CONSIGNE A: Échangez « asiatique » contre « coréenne » dans le passage du fil sur la rue Montgallet qui s'ouvre sur les mots « Pour l'anecdote, sur » et se termine par « un autre constructeur. », puis recopiez ce passage.
CONSIGNE B: Réécrivez en CSV à deux colonnes, texte et reponse, la partie des entrées qui va du début jusqu'à la ligne contenant « x=524 y=691 », cette ligne comprise. Mettez une ligne par texte avec sa réponse, chaque champ entre guillemets et les retours à la ligne remplacés par des espaces, sans les images.

EXTRAIT:
# apple et rue montgallet ?



## noz (14 Octobre 2003)

Bonsoir à tous ! 
je ne sais pas si c'est le bon endroit pour poster ceci, mais je me demande si la rue montgallet est compatible avec notre petit monde à nous ? J'envisage de nourrir mon emac avec une barrette de RAM 512, et je vois qu'elle est là bas moitié moins chère qu'ailleurs (en noname). Alors plus généralement, peut-on aller là bas en toute confiance ? Je précise que je ne connais pas le coin plus que ça, seulement par conversations avec des pcistes pour qui ça semble être la panacée (en même temps, c'est également ce qu'ils pensent de leurs bécanes, alors peut on avoir confiance ?  
	

	
	
		
		

		
			





)
Merci pour vos réponses !


----------



## PetIrix (14 Octobre 2003)

La réponse c'est dans les deux threads qu'il faut la donner ???


----------



## benjamin (14 Octobre 2003)

PetIrix a dit:
			
		

> La réponse c'est dans les deux threads qu'il faut la donner ???



C'est probablement seulement une fausse manip'


----------



## noz (14 Octobre 2003)

les deux ? Mais y en a qu'un !


----------



## Muludovski (14 Octobre 2003)

Yo...

Ce que je vais te dire ne va pas beaucoup t'aider...

Perso, j'ai connu les deux cas: j'y ai acheté une barrette pas chère et qui a marché immédiatement sur mon iBook, et j'en ai pris une autre qui n'a pas marché...

Donc, en gros, si t'as un portable, prends le avec toi en y allant...

A tchao!


----------



## PetIrix (14 Octobre 2003)

C'est assez aléatoire.
Effectivement il vaut mieux y aller avec ta bécanne.

Pour l'anecdote, sur nos machines, le constructeur impose d'utiliser de la RAM de la marque si on veut bénéficier de la garantie, et de l'assistance.
Sauf qu'ils la vendent 5x plus chère.
Alors qu'elle est fabriquée par la même boite asiatique qui la vend à prix cassé pour un autre constructeur.

Alors, alors ...


----------

ENTRÉES FOURNIES:
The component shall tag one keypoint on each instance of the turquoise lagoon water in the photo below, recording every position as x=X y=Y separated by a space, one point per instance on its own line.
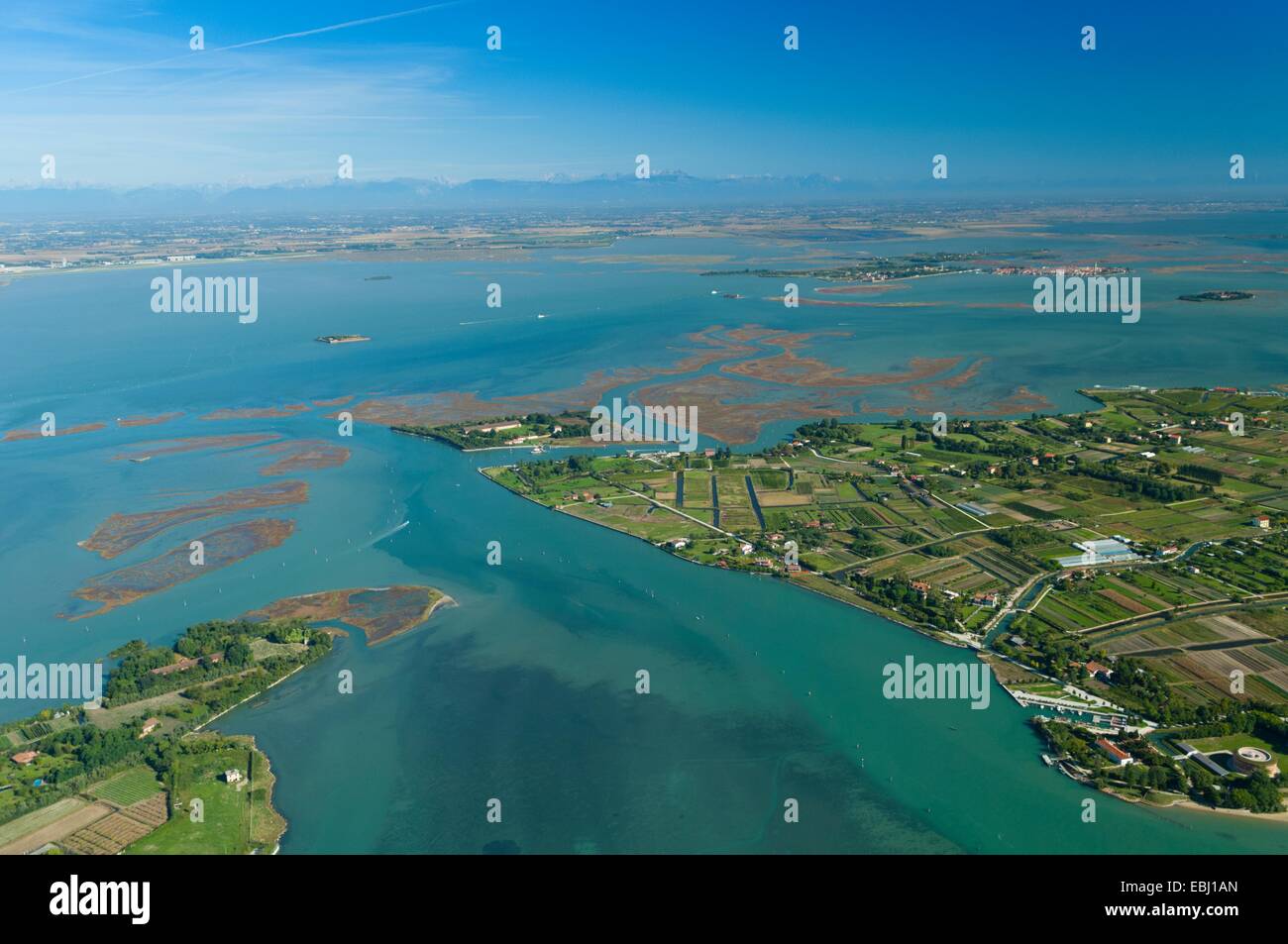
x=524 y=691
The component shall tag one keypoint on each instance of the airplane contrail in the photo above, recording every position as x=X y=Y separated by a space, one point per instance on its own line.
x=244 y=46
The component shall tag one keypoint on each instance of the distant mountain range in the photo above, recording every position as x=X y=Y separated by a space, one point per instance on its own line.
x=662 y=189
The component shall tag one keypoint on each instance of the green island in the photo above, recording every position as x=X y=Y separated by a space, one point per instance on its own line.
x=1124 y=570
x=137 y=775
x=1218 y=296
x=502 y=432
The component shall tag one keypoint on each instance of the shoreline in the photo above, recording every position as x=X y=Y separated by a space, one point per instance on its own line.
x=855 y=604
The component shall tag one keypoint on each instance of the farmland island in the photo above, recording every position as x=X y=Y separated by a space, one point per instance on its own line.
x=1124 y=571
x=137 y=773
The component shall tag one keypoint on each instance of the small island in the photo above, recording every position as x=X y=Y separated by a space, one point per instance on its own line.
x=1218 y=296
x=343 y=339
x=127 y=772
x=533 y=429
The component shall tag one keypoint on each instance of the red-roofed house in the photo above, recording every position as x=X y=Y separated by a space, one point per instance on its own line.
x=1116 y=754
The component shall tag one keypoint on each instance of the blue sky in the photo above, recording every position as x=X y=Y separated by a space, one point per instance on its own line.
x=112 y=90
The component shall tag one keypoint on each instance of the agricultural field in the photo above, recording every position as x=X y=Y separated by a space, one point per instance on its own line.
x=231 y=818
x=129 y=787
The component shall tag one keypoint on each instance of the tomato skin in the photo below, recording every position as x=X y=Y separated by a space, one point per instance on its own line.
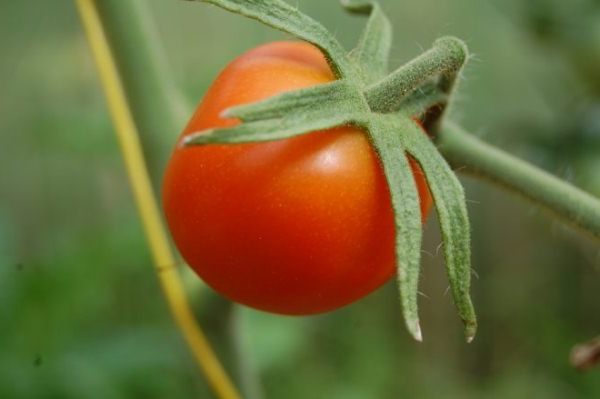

RÉSULTAT FINAL A:
Pour l'anecdote, sur nos machines, le constructeur impose d'utiliser de la RAM de la marque si on veut bénéficier de la garantie, et de l'assistance.
Sauf qu'ils la vendent 5x plus chère.
Alors qu'elle est fabriquée par la même boite coréenne qui la vend à prix cassé pour un autre constructeur.

RÉSULTAT FINAL B:
texte,reponse
"The component shall tag one keypoint on each instance of the turquoise lagoon water in the photo below, recording every position as x=X y=Y separated by a space, one point per instance on its own line.","x=524 y=691"